YOUR INSTRUCTIONS ▸
Copy the data below line for line, character for character, but leave the pictures out.

DATA PROVIDED ▸
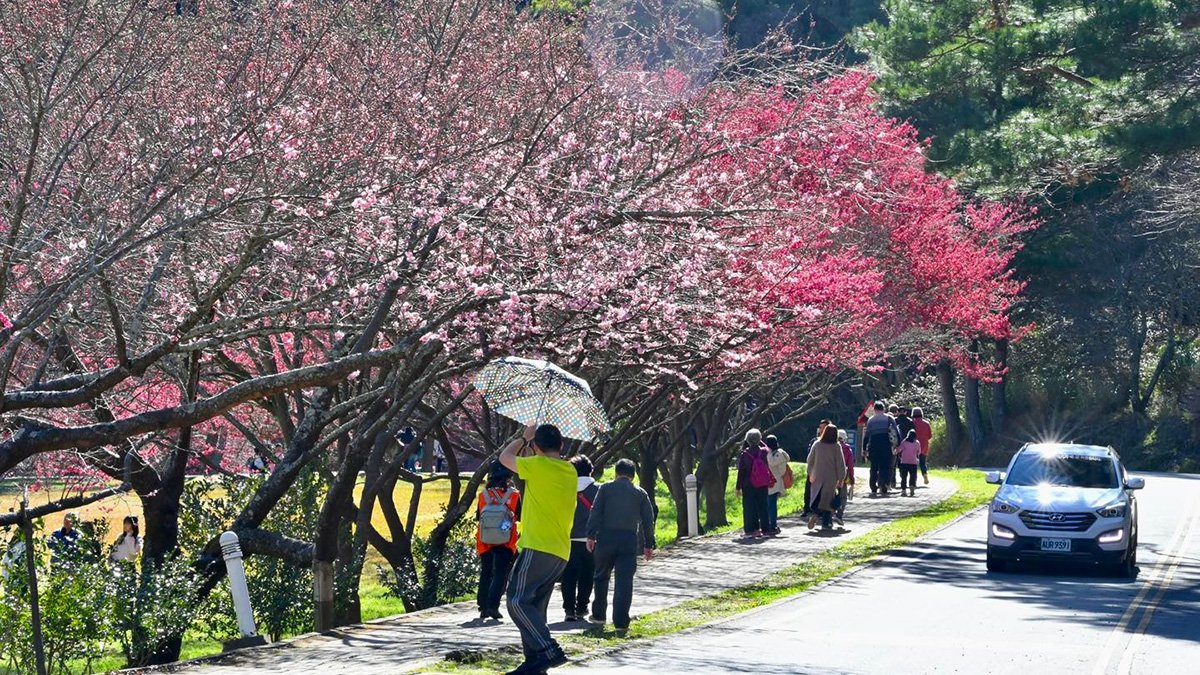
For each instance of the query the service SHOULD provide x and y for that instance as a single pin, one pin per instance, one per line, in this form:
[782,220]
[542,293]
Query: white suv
[1065,502]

EXERCISE OUTPUT ▸
For each instance of the query the service SHOULD provide x and y for that instance as a single pin, one pin per instance, one per line, in this form:
[782,220]
[542,293]
Query: white suv
[1065,502]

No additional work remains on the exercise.